_Task description_
Below you will find a set of lines. Repeat them all exactly.

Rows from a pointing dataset

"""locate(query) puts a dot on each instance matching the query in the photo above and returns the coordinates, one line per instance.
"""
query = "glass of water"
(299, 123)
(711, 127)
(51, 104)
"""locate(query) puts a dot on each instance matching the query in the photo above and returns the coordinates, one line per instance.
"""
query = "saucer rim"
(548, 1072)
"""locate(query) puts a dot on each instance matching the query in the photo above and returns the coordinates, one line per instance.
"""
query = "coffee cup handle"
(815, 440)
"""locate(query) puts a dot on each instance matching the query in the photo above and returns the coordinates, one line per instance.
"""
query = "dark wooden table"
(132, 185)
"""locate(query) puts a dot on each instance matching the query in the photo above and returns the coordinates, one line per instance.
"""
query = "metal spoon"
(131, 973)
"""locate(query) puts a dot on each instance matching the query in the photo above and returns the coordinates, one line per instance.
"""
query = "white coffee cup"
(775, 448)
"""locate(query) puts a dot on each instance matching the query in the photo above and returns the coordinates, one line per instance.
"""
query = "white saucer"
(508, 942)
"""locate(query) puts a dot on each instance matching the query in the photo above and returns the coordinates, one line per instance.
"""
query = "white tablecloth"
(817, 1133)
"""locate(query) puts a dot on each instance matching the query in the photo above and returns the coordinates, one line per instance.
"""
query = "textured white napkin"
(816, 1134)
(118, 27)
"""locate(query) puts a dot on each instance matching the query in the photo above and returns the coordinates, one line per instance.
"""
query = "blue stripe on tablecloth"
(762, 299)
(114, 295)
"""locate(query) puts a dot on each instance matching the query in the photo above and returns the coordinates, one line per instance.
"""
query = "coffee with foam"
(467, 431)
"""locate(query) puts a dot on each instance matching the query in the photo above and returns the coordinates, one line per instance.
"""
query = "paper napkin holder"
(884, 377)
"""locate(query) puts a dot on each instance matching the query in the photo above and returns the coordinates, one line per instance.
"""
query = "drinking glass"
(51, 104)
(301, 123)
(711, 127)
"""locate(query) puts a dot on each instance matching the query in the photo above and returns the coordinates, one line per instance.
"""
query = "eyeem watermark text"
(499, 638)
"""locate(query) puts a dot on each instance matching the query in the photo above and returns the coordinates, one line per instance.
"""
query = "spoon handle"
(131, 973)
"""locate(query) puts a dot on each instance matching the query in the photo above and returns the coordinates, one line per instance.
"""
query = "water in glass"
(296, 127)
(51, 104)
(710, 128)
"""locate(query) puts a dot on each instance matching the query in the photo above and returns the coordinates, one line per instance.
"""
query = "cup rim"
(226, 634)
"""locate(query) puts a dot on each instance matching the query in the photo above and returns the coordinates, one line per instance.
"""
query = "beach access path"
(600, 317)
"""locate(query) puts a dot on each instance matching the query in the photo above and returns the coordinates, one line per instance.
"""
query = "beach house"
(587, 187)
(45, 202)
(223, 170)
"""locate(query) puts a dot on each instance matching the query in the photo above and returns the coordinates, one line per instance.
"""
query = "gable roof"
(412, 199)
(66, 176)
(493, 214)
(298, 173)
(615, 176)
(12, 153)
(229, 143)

_Finished answer_
"""locate(query) puts a dot on each instance matching the query in the photo above and returns the coordinates, one line per instance.
"""
query = "glass of water"
(299, 123)
(711, 127)
(51, 104)
"""locate(query) puts a dot on each instance matching the query in the photo above and returns the coordinates, one line per instance.
"""
query = "saucer rim"
(548, 1072)
"""locate(query) puts a dot on each instance matching the query in the photo above and returns the coordinates, one line per instance.
"""
query = "coffee cup handle"
(815, 440)
"""locate(query) puts a dot on each instance matching the query in the photo above and returns the coordinates, one line per instance.
"""
query = "dark wooden table"
(132, 185)
"""locate(query) puts a dot on each instance matching the query in the photo above and returns the coordinates, one line per instance.
"""
query = "metal spoon"
(131, 973)
"""locate(query) puts a dot on each instance matching the query in the photo above and returns the coordinates, one line per instance.
"""
query = "white coffee cup"
(775, 448)
"""locate(query) puts a dot on each instance matching the query in the photo above and returns the coordinates, one line per instance.
"""
query = "white saucer"
(508, 942)
"""locate(query) puts a dot on each instance matching the query in the photo above and returns the coordinates, one line per instance.
"""
query = "white tablecloth"
(817, 1133)
"""locate(query) puts a dot on each instance matching the query in the photo above and returns the coordinates, one line per instance.
"""
query = "textured white napkin"
(816, 1134)
(118, 27)
"""locate(query) puts a dot on each instance matching the query in the photo above and returns the coordinates, one line per instance.
"""
query = "blue stripe on tablecloth"
(762, 299)
(114, 295)
"""locate(query) puts a dot on each instance matching the query in the photo above and returns the coordinates, one line per instance.
"""
query = "coffee with foam"
(467, 431)
"""locate(query) puts a dot on each instance matching the query in the photo above and returns the coordinates, one line per instance.
"""
query = "paper napkin holder"
(884, 377)
"""locate(query) puts a dot on each instance matching the query in the photo above and returns the coordinates, one line per instance.
"""
query = "drinking glass"
(51, 104)
(301, 123)
(711, 127)
"""locate(query) puts a dot on each instance matching the query in the photo above and returns the coordinates, one line per instance.
"""
query = "eyeem watermark text"
(499, 638)
"""locate(query) puts a dot on each instance matching the query in the photo above and returns the coordinates, one line per instance.
"""
query = "spoon handle"
(131, 973)
"""locate(query) puts a dot on each instance matching the query in the photo above and returns the coordinates, one line per instance.
"""
query = "water in glass"
(296, 127)
(51, 104)
(710, 128)
"""locate(query) puts a dot on each instance matching the query in the photo above and returns the coordinates, one line per instance.
"""
query = "cup rim"
(226, 634)
"""locate(query) puts a dot on each instance matching the query in the photo above and returns the coordinates, one line per instance.
"""
query = "beach access path"
(600, 317)
"""locate(query) puts a dot on each instance matching the query in the photo above and returns the coordinates, one line per instance.
"""
query = "beach house"
(587, 187)
(45, 202)
(223, 170)
"""locate(query) puts a dot on each instance matching the query in the photo above and returns the coordinates, one line per instance.
"""
query = "gable roof"
(412, 199)
(66, 176)
(493, 214)
(298, 173)
(615, 176)
(12, 153)
(229, 143)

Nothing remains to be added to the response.